[Given passage]
+---+
Building on my "less writing, more playing" agenda from 2021, I culled a considerable amount of my backlog last year, focusing my playtime and my Glog posts on fewer and more-remarkable games (as the Steam timeline's colored-in segments show).
As for those replays: I dug up Assassin's Creed IV after watching Our Flag Means Death, and The Witcher's TV series has had me jonesing to revisit Wild Hunt (plus Hearts of Stone) since my 2019 recap. Media consumption! Am I right?
... anyway. My DLC and expansion activity in 2022 tells a similar story:
While it'd be hard to beat the quantity of DLCs (especially Mass Effect's) I played in 2021, last year's quality of add-ons was surprisingly solid.
- South Park: The Fractured But Whole's extra chapters From Dusk Till Casa Bonita and Bring the Crunch both did great at channeling that classic South Park sense of humor, while experimenting with some passably-fun gameplay twists.
- Control's comprehensive, unsettling yet entertaining tone (and its tense shooting-supernatural-monsters action) carried through into very substantial side-stories in The Foundation and AWE.
- And of course, it cannot be overstated how essential Hearts of Stone is to the whole Geralt experience.
These add-ons were good, just like the main games I played last year. I mean, check out these rating values:
Here, summarily, is the glorious result of my ruthless backlog management. A majority - more than half! - of my post ratings were positive, for the first time since 2015 (which was itself a statistical aberration).
I played a satisfying amount of Awesome games, with the expectedly-impressive Horizon Forbidden West, the unexpectedly endearing Marvel's Guardians of the Galaxy, the shockingly compelling Control + The Foundation + AWE, and a comfortably enthralling return to The Witcher 3: Wild Hunt + Hearts of Stone.
+---+
[Dataset extract]
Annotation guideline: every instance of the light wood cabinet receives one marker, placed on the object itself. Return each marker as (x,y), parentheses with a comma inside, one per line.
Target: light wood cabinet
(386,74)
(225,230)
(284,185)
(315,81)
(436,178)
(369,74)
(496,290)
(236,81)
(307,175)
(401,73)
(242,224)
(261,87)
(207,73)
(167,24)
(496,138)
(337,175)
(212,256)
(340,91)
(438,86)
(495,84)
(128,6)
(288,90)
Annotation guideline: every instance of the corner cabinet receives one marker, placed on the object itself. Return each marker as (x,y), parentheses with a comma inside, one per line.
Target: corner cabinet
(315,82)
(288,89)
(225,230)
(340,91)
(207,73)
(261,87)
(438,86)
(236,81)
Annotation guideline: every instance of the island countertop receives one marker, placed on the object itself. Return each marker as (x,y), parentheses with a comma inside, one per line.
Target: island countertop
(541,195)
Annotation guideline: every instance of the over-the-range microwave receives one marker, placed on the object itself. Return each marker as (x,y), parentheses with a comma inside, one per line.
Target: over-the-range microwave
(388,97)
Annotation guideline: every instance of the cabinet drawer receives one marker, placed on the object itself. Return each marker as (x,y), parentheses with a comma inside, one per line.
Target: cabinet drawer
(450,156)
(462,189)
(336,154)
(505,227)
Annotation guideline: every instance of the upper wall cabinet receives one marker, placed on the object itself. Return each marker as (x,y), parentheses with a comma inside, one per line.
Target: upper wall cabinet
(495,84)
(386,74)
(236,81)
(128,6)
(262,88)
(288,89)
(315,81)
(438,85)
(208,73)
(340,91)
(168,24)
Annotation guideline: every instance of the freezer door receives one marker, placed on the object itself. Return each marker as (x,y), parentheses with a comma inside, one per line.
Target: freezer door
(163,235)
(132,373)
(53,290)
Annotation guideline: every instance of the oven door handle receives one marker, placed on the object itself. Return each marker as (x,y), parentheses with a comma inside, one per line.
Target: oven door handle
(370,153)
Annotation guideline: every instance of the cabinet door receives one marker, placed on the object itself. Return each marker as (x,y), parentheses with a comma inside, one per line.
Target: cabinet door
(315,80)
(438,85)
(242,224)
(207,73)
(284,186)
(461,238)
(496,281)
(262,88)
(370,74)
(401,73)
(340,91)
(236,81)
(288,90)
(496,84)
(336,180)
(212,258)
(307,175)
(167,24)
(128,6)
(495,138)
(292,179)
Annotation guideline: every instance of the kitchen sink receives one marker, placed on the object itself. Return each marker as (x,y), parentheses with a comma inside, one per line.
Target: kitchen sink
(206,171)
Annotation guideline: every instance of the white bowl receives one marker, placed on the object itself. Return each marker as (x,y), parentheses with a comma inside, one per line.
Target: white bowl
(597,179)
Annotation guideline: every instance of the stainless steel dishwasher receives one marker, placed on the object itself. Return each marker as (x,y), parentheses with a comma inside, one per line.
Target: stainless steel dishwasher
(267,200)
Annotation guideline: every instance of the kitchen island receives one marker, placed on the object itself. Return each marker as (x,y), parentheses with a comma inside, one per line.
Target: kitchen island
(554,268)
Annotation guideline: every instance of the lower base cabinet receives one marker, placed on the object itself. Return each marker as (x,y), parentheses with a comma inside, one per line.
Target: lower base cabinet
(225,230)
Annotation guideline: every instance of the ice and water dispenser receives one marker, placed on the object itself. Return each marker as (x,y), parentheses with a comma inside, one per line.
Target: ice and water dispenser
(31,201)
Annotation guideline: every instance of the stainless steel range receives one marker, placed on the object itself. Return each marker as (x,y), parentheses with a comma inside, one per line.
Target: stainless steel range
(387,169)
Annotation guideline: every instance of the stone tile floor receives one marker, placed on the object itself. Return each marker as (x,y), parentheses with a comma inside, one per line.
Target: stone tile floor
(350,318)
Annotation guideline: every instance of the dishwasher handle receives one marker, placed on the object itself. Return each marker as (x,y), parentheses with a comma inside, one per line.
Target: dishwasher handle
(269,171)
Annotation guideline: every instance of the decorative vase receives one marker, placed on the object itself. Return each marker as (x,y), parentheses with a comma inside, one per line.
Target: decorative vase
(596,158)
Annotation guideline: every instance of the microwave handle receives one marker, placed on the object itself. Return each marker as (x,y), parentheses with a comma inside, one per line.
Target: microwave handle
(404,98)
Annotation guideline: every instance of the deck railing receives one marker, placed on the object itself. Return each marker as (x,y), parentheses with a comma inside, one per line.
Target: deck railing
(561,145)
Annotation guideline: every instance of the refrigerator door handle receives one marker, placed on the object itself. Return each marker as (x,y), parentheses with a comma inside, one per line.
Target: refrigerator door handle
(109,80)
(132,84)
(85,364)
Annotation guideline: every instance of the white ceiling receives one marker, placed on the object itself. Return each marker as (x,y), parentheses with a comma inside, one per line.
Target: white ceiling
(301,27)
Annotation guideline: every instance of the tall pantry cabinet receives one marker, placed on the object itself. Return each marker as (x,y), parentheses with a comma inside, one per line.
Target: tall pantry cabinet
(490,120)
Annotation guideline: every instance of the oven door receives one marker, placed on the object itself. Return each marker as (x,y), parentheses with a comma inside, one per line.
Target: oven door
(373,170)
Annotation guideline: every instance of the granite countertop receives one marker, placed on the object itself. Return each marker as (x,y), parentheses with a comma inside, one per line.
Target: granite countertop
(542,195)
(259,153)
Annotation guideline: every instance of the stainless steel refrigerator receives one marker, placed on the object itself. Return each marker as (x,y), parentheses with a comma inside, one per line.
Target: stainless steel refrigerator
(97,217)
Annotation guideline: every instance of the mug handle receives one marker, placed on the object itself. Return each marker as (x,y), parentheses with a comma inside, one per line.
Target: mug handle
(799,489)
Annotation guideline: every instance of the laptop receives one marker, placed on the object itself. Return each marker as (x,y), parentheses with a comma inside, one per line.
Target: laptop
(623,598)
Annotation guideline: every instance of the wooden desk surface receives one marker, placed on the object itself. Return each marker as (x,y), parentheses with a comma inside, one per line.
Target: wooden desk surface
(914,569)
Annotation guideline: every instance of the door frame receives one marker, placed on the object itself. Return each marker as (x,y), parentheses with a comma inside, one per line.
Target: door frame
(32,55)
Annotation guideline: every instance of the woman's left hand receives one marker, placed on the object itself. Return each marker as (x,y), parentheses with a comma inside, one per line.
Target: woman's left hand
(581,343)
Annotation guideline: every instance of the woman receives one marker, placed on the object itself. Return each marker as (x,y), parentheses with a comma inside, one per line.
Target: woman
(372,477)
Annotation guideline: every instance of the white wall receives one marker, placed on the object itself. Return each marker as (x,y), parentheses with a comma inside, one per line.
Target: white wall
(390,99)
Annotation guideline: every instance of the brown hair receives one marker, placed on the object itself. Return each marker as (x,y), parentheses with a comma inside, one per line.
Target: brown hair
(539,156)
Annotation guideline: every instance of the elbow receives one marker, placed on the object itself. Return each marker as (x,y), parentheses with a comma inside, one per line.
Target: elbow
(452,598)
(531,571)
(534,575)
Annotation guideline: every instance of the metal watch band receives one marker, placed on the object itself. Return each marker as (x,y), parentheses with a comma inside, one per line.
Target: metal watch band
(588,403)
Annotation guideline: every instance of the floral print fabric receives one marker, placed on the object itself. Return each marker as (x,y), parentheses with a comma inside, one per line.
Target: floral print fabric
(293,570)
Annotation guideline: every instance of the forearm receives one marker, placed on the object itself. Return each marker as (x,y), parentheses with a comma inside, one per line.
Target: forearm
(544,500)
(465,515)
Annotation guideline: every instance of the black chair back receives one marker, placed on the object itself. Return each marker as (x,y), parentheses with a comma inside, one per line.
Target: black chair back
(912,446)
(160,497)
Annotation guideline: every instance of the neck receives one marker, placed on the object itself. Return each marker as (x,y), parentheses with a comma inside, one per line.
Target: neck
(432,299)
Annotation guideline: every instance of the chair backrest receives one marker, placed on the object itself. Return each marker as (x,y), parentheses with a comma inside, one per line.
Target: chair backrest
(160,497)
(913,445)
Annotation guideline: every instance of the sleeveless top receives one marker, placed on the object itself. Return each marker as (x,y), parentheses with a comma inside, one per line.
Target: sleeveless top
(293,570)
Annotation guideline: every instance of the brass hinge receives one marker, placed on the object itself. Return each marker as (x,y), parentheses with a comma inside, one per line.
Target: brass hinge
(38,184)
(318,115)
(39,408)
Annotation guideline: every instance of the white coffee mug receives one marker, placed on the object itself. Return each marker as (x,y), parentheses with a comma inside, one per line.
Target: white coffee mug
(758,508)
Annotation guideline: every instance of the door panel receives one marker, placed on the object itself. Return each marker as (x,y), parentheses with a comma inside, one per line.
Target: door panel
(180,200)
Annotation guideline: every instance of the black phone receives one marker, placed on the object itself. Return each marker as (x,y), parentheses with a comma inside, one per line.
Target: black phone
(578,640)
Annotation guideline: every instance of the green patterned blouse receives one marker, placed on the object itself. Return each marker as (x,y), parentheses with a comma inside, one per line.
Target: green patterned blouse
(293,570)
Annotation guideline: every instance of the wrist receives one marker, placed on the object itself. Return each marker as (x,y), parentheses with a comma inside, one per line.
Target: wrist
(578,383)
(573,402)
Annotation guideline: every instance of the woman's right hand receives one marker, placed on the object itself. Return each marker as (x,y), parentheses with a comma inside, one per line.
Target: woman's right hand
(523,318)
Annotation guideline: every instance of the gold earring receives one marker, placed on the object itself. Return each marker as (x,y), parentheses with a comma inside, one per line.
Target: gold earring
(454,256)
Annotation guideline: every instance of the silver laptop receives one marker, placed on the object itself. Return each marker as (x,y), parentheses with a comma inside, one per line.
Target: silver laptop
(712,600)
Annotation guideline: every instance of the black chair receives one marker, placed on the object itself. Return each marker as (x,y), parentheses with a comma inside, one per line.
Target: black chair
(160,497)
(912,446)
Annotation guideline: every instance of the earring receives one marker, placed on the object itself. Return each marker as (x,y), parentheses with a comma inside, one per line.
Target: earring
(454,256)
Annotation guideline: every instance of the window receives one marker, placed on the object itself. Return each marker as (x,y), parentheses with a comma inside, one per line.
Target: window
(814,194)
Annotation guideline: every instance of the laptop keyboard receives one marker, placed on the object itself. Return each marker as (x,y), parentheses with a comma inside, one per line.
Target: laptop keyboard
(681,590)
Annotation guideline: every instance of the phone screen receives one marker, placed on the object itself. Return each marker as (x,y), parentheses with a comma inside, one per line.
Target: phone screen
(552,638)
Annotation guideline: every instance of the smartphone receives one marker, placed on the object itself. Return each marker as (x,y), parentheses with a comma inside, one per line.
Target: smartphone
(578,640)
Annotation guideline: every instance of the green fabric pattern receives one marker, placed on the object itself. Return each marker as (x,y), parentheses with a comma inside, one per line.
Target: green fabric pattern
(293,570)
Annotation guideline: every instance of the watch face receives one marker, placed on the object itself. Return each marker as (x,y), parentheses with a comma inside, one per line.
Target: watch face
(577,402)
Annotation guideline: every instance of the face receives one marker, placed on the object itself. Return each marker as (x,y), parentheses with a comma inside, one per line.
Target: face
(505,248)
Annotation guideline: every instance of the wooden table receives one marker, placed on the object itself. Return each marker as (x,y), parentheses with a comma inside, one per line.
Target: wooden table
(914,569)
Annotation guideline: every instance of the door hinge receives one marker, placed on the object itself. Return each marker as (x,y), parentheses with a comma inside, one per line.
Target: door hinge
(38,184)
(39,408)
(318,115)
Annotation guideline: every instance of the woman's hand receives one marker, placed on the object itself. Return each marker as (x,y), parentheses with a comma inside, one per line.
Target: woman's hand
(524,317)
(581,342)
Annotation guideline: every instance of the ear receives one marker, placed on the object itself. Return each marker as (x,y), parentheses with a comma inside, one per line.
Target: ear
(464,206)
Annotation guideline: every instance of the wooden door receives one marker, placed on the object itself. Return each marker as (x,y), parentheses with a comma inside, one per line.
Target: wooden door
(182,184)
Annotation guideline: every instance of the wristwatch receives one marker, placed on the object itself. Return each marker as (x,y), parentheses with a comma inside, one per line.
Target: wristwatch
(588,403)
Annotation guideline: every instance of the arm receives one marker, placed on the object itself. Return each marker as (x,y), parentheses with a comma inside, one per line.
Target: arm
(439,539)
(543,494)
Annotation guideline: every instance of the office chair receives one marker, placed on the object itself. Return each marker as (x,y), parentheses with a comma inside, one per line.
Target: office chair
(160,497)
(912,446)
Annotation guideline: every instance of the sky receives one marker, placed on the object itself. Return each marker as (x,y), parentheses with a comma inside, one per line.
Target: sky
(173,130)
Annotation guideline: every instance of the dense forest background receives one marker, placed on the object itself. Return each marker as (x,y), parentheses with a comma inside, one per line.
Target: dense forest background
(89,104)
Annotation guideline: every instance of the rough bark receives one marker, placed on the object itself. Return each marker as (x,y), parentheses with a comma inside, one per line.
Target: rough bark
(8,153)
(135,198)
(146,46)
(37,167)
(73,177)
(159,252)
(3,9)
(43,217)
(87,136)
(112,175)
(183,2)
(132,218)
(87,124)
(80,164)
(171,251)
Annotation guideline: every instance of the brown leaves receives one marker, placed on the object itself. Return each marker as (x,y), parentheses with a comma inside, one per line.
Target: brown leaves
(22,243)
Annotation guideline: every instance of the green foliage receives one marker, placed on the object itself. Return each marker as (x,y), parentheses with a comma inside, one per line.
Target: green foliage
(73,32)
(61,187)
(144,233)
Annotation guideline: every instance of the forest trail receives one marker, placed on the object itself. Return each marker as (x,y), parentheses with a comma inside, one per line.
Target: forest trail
+---+
[Task prompt] Write what comes next in the gaming-year recap, picking up right after its last sentence.

[The answer]
And I got a healthy serving of Good, highlights including the fun and funny South Park games, the action-packed time-hopping Deathloop, the science-fantasy time-bopping Outer Wilds, and the ... Shakespearean time-skipping Elsinore.
(Plus Omensight and The Forgotten City; I hadn't planned on getting stuck in so many time loops! Call that another of my niches, I guess, along with nonograms and programming puzzles.)
2022 only held a few, mild disappointments, like the over-extended Star Wars Jedi: Fallen Order (Meh), the genre-confused Batbarian: Testament of the Primordials (Meh), and the terminally dull Evoland 2 (Bad).
So what's next?
Some pretty exciting franchise entries and sequels are targeting 2023, like Hollow Knight: Silksong, The Legend of Zelda: Tears of the Kingdom, and Suicide Squad: Kill the Justice League. But all of these games have histories with release dates that ... well, I'm not holding my breath.
God of War Ragnarök will almost certainly be the swan song of my PS4, since the upcoming Horizon Forbidden West DLC is apparently skipping it.
Although my backlog has thinned out, I've got positive expectations for its remainders, especially Cyberpunk 2077, Disco Elysium, and The Outer Worlds.
But for now, I'm already in the thick of The Witcher 3: Wild Hunt - Blood and Wine. And I still need to finish investigating Outer Wilds: Echoes of the Eye -- more on that, uh, eventually.